___ DATA SUPPLIED ___
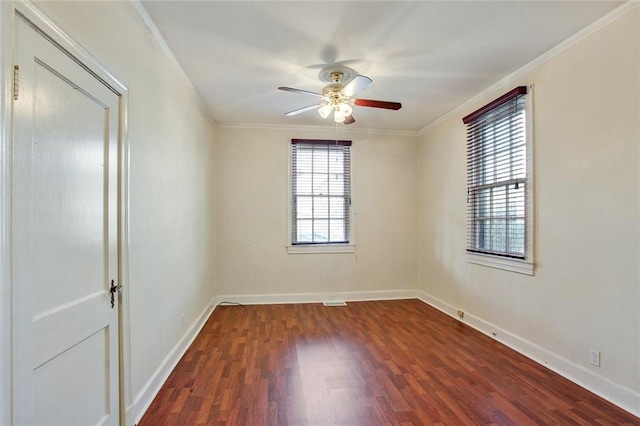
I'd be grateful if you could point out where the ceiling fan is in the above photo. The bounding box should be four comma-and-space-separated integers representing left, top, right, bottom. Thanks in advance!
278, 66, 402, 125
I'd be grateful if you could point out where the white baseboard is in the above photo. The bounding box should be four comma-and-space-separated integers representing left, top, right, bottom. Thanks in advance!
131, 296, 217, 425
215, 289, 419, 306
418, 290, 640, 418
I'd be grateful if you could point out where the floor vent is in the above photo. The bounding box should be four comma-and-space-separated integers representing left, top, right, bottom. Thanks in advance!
___
___ DATA SUPPLIED ___
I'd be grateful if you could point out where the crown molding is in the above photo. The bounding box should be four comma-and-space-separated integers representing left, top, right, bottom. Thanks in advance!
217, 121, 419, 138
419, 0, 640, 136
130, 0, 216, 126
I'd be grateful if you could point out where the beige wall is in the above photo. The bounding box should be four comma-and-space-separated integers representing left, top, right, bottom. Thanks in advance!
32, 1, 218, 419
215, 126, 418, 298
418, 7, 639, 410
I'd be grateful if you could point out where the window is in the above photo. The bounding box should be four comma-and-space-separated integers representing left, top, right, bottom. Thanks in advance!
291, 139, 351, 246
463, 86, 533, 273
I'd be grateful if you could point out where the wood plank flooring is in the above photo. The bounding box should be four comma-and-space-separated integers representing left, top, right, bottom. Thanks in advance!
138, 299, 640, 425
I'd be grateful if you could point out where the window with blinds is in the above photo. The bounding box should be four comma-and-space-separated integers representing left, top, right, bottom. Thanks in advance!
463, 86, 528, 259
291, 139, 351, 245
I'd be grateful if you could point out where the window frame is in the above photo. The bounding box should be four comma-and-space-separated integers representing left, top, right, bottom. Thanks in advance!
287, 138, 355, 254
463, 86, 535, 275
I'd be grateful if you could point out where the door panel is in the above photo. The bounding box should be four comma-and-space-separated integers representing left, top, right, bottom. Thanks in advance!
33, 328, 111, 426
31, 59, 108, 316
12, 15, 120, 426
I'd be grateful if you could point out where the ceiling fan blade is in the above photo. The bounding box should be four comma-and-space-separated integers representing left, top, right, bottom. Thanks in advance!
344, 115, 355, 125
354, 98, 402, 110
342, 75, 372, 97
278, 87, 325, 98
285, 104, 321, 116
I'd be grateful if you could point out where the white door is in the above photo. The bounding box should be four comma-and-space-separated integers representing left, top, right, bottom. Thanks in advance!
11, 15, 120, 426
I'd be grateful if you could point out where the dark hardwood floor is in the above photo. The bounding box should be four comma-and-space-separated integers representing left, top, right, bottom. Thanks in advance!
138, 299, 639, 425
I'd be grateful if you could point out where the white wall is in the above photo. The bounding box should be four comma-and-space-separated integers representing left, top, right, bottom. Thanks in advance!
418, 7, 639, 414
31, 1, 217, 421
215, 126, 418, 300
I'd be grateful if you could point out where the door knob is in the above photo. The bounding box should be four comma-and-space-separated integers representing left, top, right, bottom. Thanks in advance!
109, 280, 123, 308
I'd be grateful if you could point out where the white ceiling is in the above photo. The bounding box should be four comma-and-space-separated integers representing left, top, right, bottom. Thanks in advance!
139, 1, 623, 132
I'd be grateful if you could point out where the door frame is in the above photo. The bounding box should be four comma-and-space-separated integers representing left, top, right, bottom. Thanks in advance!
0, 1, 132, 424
___
___ DATA SUPPLIED ___
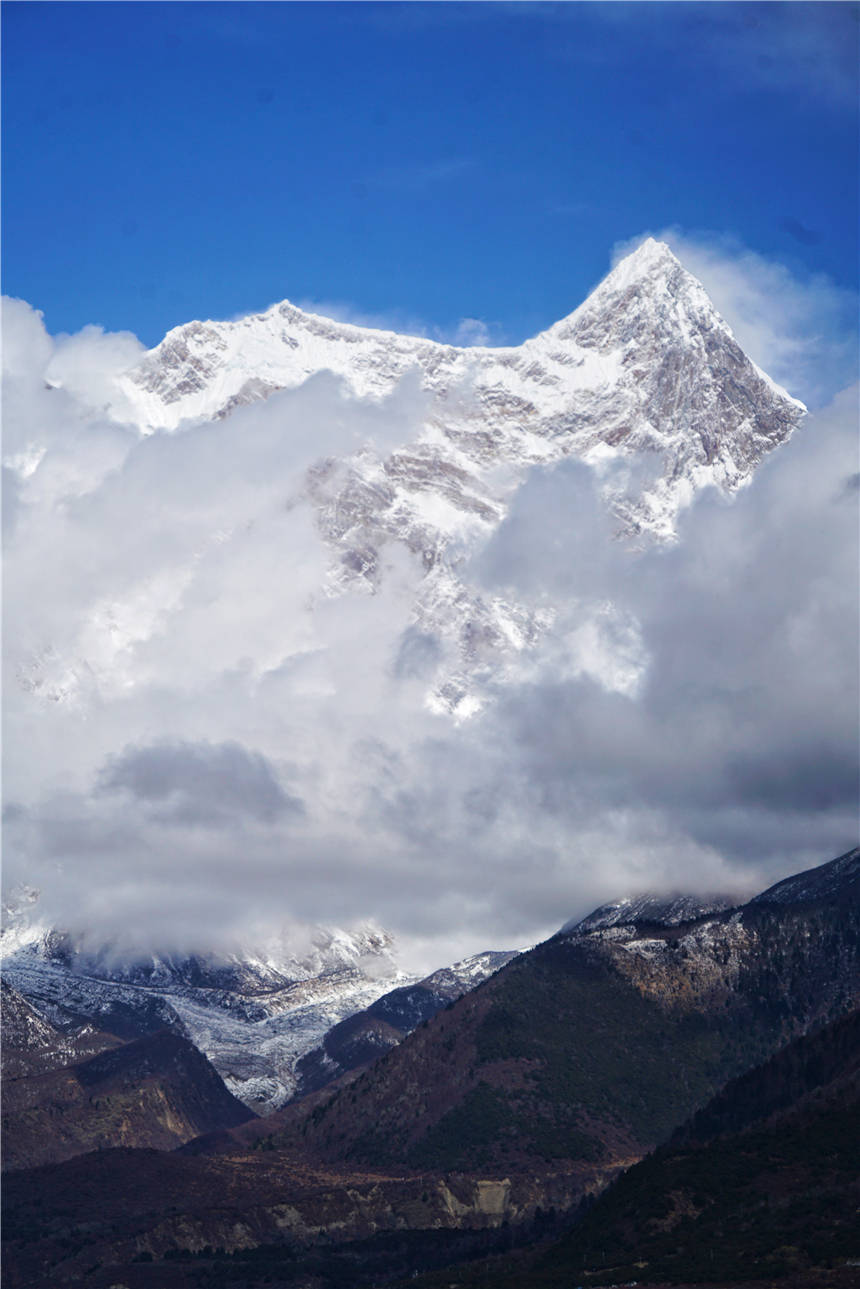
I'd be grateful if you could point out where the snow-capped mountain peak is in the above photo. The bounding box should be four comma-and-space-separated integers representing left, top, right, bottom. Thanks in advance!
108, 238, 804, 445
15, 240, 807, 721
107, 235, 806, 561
___
TASK OBJECTIVE. The response must hold only the lines above from the line with "ceiling fan is" through the line with "I'd be grateful if you could point out where the floor", each copied exactly, both ends kept.

RESULT.
I'd be grateful if you could point out where the ceiling fan is in the above photo. The bounding box should be four comma-and-space-separated integers representing left, top, right, bottom. Thanks in advance!
278, 66, 402, 125
I'd be grateful if you could point out where the white baseboard is in the above photo. The bounding box should be four comma-and-space-separated integers representing left, top, right, bottom. Thanks in advance!
131, 296, 217, 425
215, 289, 419, 306
418, 290, 640, 418
I'd be grateful if you could point out where the floor vent is in the above photo. The bounding box should be four comma-and-space-separated integers representing left, top, right, bottom. Thanks in advance!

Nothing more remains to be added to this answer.